(Given instruction)
Report every line in the records below that contains the string "street", reproducing each such line in full.

(Provided records)
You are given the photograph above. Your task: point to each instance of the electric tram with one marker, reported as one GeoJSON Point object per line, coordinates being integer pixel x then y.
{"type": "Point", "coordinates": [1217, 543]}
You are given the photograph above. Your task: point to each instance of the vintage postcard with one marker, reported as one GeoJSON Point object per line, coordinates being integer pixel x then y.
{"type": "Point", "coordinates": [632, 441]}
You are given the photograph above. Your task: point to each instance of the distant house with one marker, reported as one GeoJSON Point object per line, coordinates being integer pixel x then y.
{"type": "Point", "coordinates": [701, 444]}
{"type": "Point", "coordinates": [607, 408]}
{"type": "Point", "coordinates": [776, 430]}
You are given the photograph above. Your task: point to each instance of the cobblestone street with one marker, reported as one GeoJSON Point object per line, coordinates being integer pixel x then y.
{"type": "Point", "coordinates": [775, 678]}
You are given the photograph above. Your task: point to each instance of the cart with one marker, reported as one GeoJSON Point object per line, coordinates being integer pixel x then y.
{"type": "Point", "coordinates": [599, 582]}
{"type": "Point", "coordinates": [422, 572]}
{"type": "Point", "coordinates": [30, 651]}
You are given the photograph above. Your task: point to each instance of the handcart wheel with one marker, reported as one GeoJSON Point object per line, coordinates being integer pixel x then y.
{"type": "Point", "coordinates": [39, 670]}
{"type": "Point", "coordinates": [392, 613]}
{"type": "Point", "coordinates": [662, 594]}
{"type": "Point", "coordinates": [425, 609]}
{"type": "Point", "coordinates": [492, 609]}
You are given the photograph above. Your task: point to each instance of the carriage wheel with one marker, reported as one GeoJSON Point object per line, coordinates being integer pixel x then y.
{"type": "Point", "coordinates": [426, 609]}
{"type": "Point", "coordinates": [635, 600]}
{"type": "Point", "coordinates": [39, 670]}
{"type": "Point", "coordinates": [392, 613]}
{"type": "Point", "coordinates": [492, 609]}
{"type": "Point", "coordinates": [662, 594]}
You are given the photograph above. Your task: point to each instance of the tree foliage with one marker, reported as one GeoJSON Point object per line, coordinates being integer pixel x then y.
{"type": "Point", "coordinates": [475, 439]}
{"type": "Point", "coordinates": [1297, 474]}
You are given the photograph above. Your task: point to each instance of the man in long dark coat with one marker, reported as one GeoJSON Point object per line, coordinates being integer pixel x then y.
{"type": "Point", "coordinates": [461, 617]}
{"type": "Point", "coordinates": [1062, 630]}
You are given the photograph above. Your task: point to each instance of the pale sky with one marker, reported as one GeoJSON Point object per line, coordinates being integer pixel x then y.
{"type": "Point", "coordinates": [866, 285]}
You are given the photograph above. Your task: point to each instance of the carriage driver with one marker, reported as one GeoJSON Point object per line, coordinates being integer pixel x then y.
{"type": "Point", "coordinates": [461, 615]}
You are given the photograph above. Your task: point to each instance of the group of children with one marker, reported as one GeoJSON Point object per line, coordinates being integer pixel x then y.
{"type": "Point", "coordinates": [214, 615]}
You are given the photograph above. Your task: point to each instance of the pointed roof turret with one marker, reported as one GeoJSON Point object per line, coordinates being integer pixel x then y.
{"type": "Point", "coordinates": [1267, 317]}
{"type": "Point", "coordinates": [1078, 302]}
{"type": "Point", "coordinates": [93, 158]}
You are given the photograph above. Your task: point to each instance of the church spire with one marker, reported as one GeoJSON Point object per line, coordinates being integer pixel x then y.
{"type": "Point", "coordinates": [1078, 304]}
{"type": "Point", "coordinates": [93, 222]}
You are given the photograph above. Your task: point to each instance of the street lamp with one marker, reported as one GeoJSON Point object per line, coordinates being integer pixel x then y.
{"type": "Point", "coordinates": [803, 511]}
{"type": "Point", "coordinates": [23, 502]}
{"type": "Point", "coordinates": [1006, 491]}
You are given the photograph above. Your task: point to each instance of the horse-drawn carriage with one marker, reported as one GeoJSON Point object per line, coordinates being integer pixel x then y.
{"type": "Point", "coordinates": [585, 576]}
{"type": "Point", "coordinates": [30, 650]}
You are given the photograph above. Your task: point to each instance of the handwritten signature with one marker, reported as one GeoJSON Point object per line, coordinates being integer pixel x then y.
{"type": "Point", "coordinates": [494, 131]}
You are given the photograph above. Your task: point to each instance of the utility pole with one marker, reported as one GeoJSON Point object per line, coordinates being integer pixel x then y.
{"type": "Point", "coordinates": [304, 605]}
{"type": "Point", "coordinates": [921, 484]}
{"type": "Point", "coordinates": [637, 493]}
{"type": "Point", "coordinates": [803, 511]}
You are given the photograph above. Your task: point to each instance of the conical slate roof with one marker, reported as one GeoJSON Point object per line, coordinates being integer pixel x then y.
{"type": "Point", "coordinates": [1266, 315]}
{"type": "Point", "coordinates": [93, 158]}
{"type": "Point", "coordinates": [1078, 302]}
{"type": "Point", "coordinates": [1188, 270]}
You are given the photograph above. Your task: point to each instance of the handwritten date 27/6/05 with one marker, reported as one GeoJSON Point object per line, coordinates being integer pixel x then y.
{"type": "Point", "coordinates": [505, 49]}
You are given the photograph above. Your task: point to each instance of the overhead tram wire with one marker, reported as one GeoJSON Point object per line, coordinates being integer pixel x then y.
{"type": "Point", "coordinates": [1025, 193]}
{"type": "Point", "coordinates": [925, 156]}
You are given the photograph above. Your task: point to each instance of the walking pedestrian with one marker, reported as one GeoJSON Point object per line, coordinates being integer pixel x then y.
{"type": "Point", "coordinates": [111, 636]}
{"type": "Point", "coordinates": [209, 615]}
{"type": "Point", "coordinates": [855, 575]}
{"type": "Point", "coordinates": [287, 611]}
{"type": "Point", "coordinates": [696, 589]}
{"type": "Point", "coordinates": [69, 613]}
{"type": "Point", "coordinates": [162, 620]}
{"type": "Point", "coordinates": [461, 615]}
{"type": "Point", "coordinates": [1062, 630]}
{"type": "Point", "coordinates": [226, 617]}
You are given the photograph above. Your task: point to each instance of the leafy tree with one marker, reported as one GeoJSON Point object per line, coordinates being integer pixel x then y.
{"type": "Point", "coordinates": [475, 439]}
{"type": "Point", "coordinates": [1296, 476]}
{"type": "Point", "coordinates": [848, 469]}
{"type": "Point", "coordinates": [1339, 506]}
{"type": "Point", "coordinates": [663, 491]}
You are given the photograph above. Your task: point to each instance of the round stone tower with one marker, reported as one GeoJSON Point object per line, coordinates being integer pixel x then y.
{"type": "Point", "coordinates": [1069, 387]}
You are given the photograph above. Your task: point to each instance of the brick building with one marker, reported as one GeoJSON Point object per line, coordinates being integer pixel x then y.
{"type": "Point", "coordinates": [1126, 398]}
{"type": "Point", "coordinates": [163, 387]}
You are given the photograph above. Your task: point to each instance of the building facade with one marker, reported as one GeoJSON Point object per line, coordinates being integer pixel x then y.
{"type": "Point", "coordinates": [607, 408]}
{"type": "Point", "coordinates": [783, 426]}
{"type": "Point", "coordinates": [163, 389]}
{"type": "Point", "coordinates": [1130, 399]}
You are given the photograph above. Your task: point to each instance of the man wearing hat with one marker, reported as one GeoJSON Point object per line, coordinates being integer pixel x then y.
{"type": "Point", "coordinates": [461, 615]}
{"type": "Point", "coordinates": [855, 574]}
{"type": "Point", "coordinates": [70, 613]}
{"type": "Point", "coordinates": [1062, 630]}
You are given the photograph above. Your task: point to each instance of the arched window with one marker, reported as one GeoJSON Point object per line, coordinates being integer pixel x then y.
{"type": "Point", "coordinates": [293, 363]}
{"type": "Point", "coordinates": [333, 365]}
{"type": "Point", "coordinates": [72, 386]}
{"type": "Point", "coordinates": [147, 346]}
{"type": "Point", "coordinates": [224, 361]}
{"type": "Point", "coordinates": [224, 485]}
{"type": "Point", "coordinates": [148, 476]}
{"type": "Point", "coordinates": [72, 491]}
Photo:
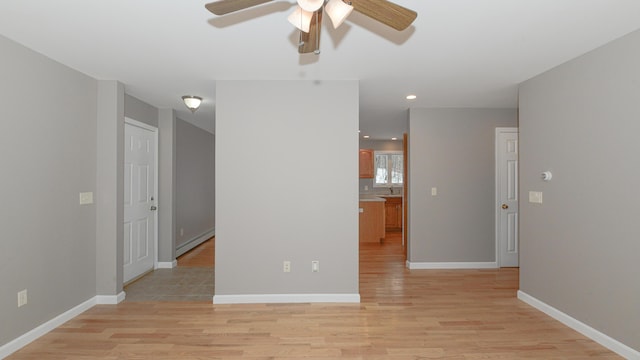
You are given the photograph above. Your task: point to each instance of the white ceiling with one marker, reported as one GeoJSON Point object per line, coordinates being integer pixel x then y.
{"type": "Point", "coordinates": [458, 53]}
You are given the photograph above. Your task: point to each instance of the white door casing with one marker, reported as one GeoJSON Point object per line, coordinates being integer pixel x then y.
{"type": "Point", "coordinates": [507, 246]}
{"type": "Point", "coordinates": [140, 199]}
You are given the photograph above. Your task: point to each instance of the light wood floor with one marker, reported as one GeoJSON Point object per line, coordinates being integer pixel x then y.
{"type": "Point", "coordinates": [417, 314]}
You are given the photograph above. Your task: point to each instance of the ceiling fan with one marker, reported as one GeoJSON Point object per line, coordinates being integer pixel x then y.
{"type": "Point", "coordinates": [308, 15]}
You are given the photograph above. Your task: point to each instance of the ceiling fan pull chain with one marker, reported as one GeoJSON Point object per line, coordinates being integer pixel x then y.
{"type": "Point", "coordinates": [317, 50]}
{"type": "Point", "coordinates": [300, 41]}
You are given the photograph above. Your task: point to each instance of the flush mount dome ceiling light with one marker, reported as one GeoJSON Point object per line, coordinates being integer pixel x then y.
{"type": "Point", "coordinates": [308, 15]}
{"type": "Point", "coordinates": [192, 102]}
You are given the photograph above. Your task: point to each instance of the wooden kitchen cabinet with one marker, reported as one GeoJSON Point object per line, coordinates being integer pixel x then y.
{"type": "Point", "coordinates": [393, 214]}
{"type": "Point", "coordinates": [371, 221]}
{"type": "Point", "coordinates": [366, 163]}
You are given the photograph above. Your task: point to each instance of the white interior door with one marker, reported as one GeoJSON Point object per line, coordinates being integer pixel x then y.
{"type": "Point", "coordinates": [140, 179]}
{"type": "Point", "coordinates": [507, 197]}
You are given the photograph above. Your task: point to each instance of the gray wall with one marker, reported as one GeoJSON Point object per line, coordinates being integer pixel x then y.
{"type": "Point", "coordinates": [47, 243]}
{"type": "Point", "coordinates": [453, 150]}
{"type": "Point", "coordinates": [110, 188]}
{"type": "Point", "coordinates": [281, 192]}
{"type": "Point", "coordinates": [195, 182]}
{"type": "Point", "coordinates": [141, 111]}
{"type": "Point", "coordinates": [580, 248]}
{"type": "Point", "coordinates": [384, 145]}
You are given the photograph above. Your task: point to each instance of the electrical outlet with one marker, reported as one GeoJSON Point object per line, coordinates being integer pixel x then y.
{"type": "Point", "coordinates": [22, 298]}
{"type": "Point", "coordinates": [86, 198]}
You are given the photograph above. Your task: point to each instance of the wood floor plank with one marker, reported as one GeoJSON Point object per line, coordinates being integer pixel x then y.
{"type": "Point", "coordinates": [404, 314]}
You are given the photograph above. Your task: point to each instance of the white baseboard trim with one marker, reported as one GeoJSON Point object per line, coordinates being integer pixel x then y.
{"type": "Point", "coordinates": [451, 265]}
{"type": "Point", "coordinates": [586, 330]}
{"type": "Point", "coordinates": [24, 340]}
{"type": "Point", "coordinates": [195, 242]}
{"type": "Point", "coordinates": [167, 264]}
{"type": "Point", "coordinates": [286, 298]}
{"type": "Point", "coordinates": [110, 299]}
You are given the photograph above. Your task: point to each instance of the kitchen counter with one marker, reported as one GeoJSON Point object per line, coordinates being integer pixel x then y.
{"type": "Point", "coordinates": [371, 197]}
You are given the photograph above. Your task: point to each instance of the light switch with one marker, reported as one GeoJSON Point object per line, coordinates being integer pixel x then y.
{"type": "Point", "coordinates": [535, 197]}
{"type": "Point", "coordinates": [86, 198]}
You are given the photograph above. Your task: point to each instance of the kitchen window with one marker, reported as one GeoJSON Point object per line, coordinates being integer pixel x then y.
{"type": "Point", "coordinates": [388, 168]}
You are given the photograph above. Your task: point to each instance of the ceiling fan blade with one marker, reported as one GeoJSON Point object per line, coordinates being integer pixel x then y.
{"type": "Point", "coordinates": [386, 12]}
{"type": "Point", "coordinates": [311, 40]}
{"type": "Point", "coordinates": [223, 7]}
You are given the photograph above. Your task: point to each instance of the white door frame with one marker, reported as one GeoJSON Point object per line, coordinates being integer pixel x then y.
{"type": "Point", "coordinates": [498, 200]}
{"type": "Point", "coordinates": [153, 129]}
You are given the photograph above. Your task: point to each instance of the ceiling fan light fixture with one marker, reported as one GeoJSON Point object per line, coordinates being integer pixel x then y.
{"type": "Point", "coordinates": [301, 19]}
{"type": "Point", "coordinates": [310, 5]}
{"type": "Point", "coordinates": [192, 102]}
{"type": "Point", "coordinates": [338, 11]}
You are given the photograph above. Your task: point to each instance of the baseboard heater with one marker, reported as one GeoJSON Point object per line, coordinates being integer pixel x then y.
{"type": "Point", "coordinates": [195, 242]}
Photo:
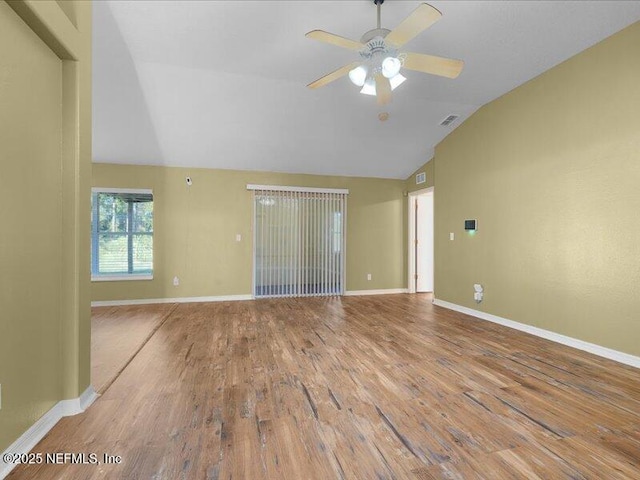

(Solution to this problem)
You are given the photograph above. Your task: point to each instance of the cobblestone street with one marker, reported as one GeoJSON Point object per line, coordinates being integer pixel x then y.
You are given the photograph above. Your task: point to each instance of the street lamp with one marker, reported as one GeoJSON Point object per line, coordinates being integer pixel x then y.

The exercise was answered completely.